[What you have to do]
Reproduce, word for word, the full passage below about serving aboard the USS Porterfield.

** start of Source text **

My normal underway watch station was the Bridge watch where I actually took my turn as helmsman and steered the ship as well as phone talker, look-out and Lee Helmsman where I relayed ship speed to the engine rooms via an Engine Order Telegraph. Mr. vonD was one of the Officers of the Deck, and and we worked together there as well.
The following is the e-mail message where we hooked up again after almost 50 years:
Hello Mrs. Von Dioszeghy,
I hope you get this message, and I hope I have the right people to send this to.
I was in the Navy back in 1965-66 on board the USS Porterfield (DD-682) and at one of my General Quarters stations in a place called IC-Plot was this crazy guy LTJG Adam von Dioszeghy who was the officer in charge in that space and the guy that actually pulled the gun triggers. I was an FT Seaman at the time and made FT 3’rd class on the Porterfield.
If he is the guy, it would b e great to say hello once more after all these years.
My wife and I and another couple from Ridgecrest CA visited Hungary several years ago and enjoyed it very much. We spent a week at Keszthely, and then a week at Budapest. We enjoyed our time in both places very much, and at Keszthely met a couple of Americans that snow bird between Tucson and Keszthely.
Looking at your pictures, it looks like you have a lovely place and a good life.
In recent years, I have rekindled a passionate interest in things Navy and have published a book and put together a video of life at sea. You can see them at:
The Porterfield has had reunions for 40 years now, and my wife and I have attended the last three and have met and re-met sailors and family going back to 1943 through 1969 — it’s been an amazing experience for me.

** end of Source text **
** start of Information supplied **

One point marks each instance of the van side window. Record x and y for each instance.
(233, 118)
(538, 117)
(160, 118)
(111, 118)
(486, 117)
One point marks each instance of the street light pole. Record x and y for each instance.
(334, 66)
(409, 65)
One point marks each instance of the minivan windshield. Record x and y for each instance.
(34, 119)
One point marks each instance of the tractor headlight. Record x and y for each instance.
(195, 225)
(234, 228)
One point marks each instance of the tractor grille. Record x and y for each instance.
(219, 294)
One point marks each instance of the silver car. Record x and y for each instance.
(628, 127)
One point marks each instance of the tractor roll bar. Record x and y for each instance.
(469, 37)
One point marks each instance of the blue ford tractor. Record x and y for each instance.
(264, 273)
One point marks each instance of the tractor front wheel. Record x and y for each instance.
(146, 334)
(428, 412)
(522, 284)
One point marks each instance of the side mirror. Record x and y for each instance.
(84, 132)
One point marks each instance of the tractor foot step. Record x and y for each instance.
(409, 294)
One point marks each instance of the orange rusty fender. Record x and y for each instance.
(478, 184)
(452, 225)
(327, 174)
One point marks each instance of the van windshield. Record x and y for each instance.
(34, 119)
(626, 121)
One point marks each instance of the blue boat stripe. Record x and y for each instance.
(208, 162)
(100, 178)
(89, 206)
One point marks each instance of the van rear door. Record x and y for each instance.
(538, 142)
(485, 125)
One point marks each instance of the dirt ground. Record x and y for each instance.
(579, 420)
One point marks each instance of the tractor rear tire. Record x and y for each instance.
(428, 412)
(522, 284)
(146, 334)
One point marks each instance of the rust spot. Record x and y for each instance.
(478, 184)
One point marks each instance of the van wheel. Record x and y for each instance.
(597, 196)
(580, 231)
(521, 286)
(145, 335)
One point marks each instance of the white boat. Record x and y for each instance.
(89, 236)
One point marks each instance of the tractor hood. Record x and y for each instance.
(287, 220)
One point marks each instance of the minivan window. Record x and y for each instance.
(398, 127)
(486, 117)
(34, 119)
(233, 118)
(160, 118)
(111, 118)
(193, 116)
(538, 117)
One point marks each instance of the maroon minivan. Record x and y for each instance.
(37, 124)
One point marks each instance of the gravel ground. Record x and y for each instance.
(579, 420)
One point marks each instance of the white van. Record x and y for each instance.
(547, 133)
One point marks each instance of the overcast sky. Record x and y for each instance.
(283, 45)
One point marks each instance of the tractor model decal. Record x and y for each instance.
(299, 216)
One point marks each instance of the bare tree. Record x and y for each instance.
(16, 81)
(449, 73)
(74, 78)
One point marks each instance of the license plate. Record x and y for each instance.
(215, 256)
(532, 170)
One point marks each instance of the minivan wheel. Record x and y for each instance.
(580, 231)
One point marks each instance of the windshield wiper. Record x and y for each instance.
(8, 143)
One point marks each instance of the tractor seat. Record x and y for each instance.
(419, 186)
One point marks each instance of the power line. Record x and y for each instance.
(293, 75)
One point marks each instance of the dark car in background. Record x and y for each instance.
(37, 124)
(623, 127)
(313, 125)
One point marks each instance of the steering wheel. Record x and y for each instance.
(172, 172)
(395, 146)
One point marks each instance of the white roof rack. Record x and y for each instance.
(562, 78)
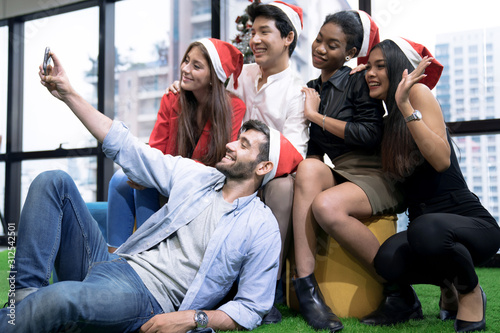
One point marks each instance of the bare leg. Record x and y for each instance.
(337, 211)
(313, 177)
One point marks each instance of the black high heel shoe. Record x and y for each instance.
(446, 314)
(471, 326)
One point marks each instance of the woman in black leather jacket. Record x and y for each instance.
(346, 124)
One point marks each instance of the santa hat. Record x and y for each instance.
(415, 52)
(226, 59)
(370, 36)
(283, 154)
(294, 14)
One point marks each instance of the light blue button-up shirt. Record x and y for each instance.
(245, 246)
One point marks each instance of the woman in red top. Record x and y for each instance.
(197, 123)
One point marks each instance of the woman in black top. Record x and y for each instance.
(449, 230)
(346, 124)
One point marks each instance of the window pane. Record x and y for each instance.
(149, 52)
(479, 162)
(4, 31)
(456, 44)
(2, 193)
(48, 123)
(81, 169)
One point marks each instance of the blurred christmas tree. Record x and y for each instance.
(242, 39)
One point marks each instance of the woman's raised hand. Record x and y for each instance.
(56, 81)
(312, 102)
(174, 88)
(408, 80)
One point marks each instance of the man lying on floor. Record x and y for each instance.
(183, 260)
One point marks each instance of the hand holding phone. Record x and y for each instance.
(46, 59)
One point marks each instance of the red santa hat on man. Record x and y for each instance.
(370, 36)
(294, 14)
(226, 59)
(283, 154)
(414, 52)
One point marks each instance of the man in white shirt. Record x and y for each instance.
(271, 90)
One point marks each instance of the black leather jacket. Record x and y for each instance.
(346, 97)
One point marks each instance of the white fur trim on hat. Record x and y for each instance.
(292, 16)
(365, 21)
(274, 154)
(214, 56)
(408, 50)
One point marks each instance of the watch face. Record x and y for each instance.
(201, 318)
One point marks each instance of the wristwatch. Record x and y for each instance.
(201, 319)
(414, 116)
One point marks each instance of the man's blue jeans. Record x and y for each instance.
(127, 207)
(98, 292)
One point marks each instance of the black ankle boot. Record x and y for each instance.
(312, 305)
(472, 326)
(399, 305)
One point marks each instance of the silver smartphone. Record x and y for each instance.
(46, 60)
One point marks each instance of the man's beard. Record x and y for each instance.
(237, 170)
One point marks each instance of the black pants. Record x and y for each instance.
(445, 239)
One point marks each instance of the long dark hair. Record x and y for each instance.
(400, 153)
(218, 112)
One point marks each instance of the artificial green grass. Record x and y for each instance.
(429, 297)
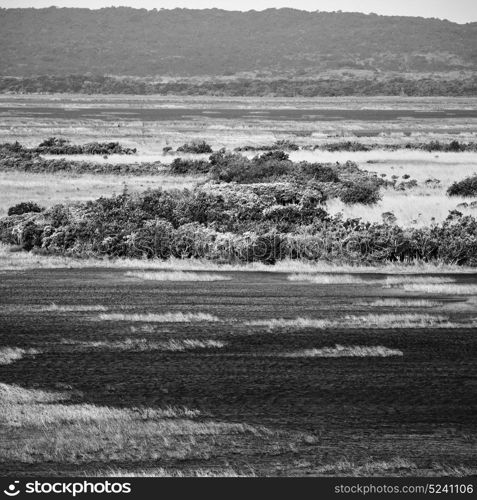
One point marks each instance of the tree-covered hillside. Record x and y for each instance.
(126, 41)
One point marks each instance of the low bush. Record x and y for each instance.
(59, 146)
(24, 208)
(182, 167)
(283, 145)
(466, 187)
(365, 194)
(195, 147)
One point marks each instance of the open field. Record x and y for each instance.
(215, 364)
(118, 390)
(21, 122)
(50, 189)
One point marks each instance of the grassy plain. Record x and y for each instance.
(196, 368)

** end of Information supplied **
** start of Information supplied **

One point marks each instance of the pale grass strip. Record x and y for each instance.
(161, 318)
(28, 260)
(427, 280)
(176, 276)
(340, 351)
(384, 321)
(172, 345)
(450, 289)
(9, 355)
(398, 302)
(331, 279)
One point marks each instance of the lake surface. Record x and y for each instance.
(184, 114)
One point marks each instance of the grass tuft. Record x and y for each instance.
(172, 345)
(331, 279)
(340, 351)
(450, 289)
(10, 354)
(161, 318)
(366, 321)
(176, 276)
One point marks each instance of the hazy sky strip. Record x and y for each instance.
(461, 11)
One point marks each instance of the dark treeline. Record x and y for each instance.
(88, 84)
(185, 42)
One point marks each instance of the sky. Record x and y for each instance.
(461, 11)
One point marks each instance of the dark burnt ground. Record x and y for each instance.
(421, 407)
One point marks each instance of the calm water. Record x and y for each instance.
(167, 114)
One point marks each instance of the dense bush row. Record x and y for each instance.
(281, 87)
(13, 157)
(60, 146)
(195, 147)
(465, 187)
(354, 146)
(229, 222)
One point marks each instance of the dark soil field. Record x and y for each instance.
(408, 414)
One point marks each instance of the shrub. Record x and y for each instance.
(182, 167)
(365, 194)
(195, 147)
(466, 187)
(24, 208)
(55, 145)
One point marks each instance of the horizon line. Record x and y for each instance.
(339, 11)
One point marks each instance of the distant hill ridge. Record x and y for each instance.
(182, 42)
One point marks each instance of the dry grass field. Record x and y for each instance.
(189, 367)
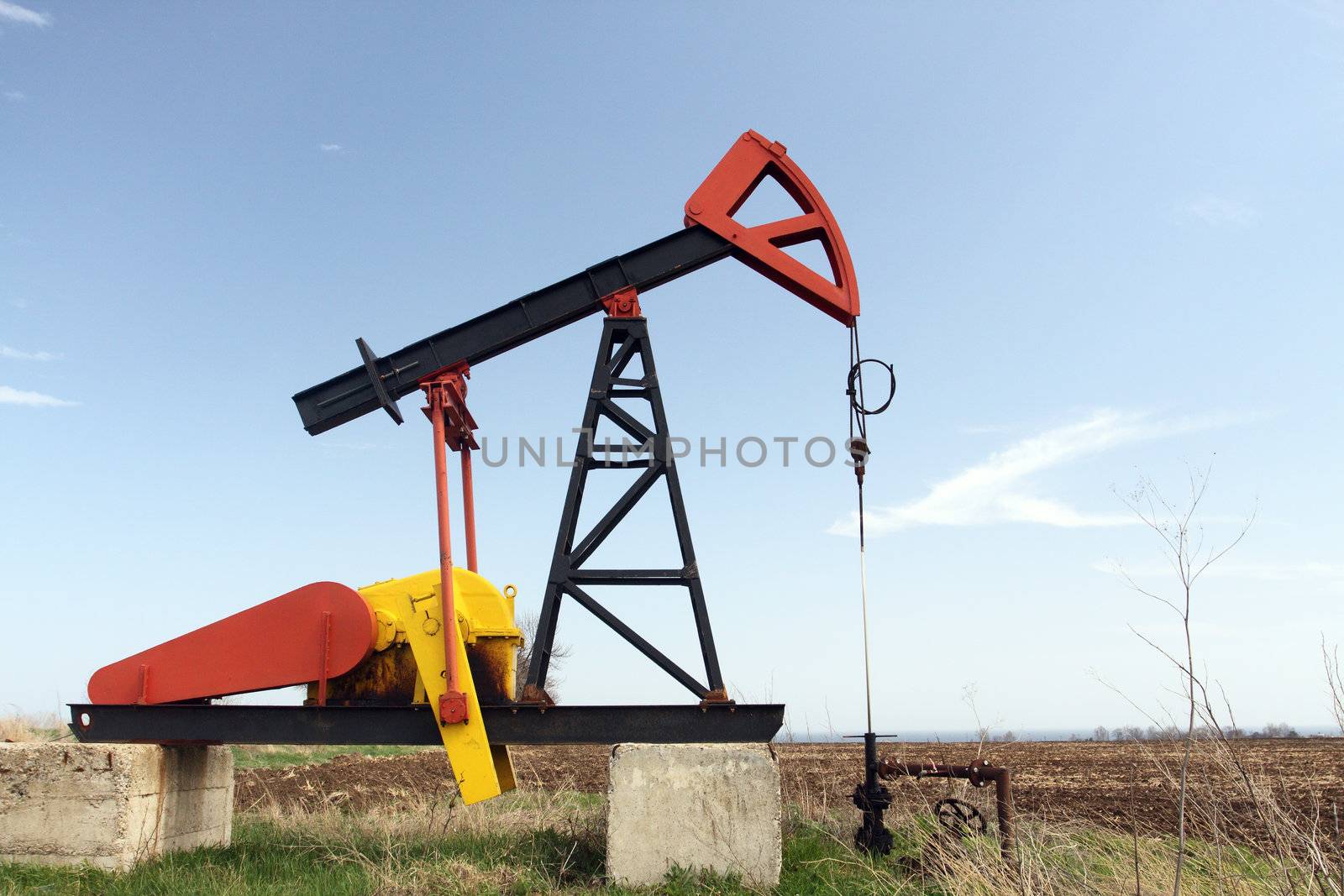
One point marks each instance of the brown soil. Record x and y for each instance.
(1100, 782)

** end of Information supplied **
** start of Information supplied **

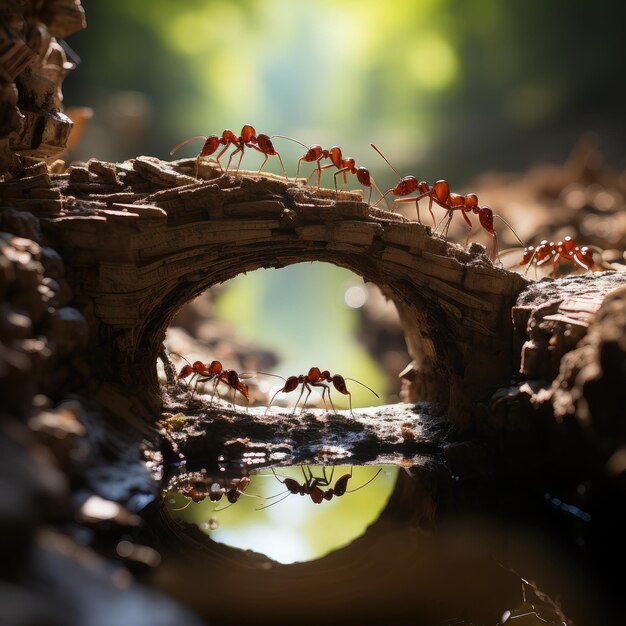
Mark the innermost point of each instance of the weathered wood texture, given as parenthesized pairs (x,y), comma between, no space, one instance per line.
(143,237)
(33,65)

** end of Information supplied **

[Exercise response]
My normal underway watch station was the Bridge watch where I actually took my turn as helmsman and steered the ship as well as phone talker, look-out and Lee Helmsman where I relayed ship speed to the engine rooms via an Engine Order Telegraph. Mr. vonD was one of the Officers of the Deck, and and we worked together there as well.
The following is the e-mail message where we hooked up again after almost 50 years:
Hello Mrs. Von Dioszeghy,
I hope you get this message, and I hope I have the right people to send this to.
I was in the Navy back in 1965-66 on board the USS Porterfield (DD-682) and at one of my General Quarters stations in a place called IC-Plot was this crazy guy LTJG Adam von Dioszeghy who was the officer in charge in that space and the guy that actually pulled the gun triggers. I was an FT Seaman at the time and made FT 3’rd class on the Porterfield.
If he is the guy, it would b e great to say hello once more after all these years.
My wife and I and another couple from Ridgecrest CA visited Hungary several years ago and enjoyed it very much. We spent a week at Keszthely, and then a week at Budapest. We enjoyed our time in both places very much, and at Keszthely met a couple of Americans that snow bird between Tucson and Keszthely.
Looking at your pictures, it looks like you have a lovely place and a good life.
In recent years, I have rekindled a passionate interest in things Navy and have published a book and put together a video of life at sea. You can see them at:
The Porterfield has had reunions for 40 years now, and my wife and I have attended the last three and have met and re-met sailors and family going back to 1943 through 1969 — it’s been an amazing experience for me.